List every temperature given in degrees Celsius in the synthesis procedure below.

**** PASSAGE PROVIDED ****

N-Trityl tetracyclic ester 18 and N-Trityl tetracyclic aldehyde 7

The procedure reported earlier15 was modified as follows. A three-neck 100 mL round bottom flask was fitted with a mechanical stirrer and thermocoupler. The flask was charged with a solution of 1515 (2.7 mmol, 2.68 g) 40 mL THF, and the solution was cooled to an internal temperature of −76 °C. A solution of MeLi in Et2O (10.8 mmol, 1.51 M, 7.2 mL) was added slowly via syringe (max internal temp −74 °C). After 5 min of stirring, the solution was warmed to −65 °C and stirred for 20 min. A solution of PhSeCl in 14 mL THF (12.4 mmol, 2.37 g) was added slowly via cannula such that the reaction temperature did not exceed −58 °C, and the solution color became orange and then brown. The brown solution was removed from the cooling bath after 20 min and allowed to warm. When the temperature reached −18 °C, the flask was opened to air and stirred an additional 2 h. Opening of the reaction vessel to air was found to facilitate formation of 18 by oxidation and elimination of the selenium by product. The reaction was quenched with H2O, extracted with CHCl3, dried over Na2SO4 and allowed to sit overnight with exposure to air. 1H NMR spectroscopy of the crude residue showed no non-eliminated selenium tetracycle. The major product matched that of Kim.15 The crude residue was filtered through a short plug of silica gel with 400 mL hexanes/2% Et3N to remove excess PhSeCl, and then the product was eluted with 400 mL ethyl acetate. Limited exposure of this material to silica gel was necessary in order to retain a significant quantity of material. The material was immediately taken on to the next step without additional purification.

**** PROVIDED DATA ****

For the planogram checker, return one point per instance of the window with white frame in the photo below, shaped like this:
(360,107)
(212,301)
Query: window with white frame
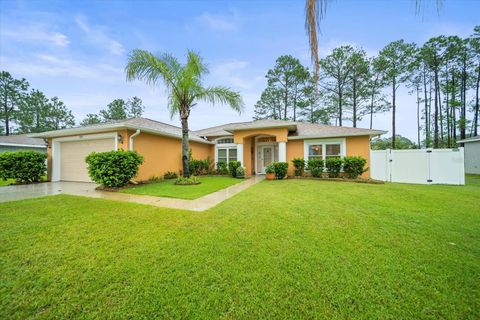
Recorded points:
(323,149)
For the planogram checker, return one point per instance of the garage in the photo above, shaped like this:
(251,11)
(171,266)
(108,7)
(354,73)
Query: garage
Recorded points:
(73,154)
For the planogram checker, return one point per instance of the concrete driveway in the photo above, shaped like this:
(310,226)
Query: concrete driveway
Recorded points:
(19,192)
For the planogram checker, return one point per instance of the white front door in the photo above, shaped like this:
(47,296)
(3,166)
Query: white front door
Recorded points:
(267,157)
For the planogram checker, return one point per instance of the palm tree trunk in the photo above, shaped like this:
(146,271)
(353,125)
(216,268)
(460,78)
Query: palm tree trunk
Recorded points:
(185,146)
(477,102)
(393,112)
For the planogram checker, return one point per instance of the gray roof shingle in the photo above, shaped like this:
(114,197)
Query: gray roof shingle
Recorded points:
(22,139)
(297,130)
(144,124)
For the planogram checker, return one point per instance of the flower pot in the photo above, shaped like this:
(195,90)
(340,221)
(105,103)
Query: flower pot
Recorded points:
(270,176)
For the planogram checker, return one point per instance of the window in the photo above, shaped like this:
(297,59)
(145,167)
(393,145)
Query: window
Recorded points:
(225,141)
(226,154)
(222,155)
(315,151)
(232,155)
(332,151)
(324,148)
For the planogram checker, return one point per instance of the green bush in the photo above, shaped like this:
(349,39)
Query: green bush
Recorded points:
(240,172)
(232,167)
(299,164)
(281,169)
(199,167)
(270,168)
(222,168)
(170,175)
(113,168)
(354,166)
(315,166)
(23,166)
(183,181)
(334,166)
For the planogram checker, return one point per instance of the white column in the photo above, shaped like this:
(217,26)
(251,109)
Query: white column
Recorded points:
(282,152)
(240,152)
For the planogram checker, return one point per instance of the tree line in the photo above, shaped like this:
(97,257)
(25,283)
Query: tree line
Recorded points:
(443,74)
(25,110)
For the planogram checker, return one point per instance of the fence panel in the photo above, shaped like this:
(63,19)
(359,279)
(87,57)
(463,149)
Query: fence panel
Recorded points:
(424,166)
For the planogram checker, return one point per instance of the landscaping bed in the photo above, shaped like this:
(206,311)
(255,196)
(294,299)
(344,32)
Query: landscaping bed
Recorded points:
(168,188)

****
**** PROVIDED DATA ****

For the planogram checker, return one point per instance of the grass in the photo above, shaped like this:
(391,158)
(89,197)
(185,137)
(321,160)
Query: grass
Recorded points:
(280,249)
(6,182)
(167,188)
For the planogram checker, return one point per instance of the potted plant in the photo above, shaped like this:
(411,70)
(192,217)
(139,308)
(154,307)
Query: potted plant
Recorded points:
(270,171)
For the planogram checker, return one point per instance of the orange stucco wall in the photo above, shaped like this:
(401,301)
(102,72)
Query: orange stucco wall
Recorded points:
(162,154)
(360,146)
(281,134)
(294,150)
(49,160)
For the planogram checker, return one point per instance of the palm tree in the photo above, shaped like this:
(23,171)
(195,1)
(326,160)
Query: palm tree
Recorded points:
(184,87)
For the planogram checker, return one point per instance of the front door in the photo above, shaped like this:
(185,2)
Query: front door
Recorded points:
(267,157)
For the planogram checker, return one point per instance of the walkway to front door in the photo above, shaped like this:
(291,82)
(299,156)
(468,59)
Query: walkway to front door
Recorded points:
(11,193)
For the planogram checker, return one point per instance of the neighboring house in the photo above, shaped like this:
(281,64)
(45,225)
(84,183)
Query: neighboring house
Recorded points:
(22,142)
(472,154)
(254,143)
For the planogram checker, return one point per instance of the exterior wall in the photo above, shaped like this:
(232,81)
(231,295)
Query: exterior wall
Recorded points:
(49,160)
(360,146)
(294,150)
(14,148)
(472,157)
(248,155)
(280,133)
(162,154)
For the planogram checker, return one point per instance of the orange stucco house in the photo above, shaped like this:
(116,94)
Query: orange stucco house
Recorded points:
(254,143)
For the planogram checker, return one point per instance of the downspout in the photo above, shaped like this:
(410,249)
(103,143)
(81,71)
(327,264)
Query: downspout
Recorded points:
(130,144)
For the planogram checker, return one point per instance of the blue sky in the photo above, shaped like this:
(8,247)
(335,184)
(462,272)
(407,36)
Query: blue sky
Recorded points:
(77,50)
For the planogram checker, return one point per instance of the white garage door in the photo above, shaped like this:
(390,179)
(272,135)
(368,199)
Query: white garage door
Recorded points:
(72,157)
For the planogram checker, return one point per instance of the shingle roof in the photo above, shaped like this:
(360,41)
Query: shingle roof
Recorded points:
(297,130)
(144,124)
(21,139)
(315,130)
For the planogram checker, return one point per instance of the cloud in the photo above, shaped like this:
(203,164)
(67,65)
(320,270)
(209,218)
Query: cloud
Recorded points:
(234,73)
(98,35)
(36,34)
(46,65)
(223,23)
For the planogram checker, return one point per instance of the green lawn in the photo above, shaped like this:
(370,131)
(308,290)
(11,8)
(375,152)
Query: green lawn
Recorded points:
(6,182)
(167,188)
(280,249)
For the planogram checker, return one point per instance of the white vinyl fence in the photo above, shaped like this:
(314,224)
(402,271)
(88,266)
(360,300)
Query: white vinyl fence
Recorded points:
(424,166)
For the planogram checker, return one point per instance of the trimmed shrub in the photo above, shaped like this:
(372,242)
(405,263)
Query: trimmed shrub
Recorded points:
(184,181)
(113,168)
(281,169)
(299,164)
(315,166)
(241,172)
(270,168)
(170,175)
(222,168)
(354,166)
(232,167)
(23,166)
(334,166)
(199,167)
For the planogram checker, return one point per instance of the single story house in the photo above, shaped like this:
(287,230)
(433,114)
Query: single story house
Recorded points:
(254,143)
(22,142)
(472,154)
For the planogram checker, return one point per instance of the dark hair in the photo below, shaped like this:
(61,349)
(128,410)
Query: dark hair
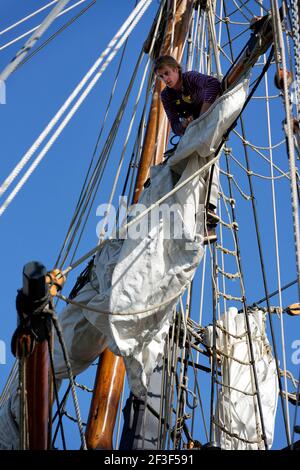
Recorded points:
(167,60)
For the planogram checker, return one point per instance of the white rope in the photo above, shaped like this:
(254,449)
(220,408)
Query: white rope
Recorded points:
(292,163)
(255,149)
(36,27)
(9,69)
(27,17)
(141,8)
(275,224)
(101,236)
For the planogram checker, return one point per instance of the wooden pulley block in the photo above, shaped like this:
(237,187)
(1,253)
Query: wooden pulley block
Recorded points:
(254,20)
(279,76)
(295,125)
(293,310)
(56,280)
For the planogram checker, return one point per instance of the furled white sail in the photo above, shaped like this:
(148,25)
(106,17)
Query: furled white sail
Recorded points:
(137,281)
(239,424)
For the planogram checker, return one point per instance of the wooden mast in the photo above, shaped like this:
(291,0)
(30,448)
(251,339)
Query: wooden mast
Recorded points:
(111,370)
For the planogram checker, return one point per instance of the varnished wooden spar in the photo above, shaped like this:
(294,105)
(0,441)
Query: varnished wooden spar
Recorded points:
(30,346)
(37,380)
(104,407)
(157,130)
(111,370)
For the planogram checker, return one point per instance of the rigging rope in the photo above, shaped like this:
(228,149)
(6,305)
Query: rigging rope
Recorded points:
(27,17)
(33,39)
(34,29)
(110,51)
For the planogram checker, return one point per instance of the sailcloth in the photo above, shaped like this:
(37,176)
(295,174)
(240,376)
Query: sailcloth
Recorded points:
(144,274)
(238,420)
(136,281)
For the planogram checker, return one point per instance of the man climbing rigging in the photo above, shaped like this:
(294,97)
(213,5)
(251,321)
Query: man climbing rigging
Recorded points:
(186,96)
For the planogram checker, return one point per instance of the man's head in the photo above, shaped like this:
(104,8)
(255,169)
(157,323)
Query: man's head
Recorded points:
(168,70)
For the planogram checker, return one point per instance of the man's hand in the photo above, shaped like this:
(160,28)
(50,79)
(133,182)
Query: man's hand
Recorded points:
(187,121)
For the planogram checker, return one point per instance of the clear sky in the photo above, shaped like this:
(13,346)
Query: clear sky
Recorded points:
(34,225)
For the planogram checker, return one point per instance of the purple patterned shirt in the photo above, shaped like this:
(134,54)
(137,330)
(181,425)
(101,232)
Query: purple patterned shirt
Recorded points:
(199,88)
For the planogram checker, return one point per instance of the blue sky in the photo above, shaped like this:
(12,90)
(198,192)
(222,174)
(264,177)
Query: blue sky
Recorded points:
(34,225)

****

:: EXERCISE ANSWER ::
−76 °C, −74 °C, −65 °C, −58 °C, −18 °C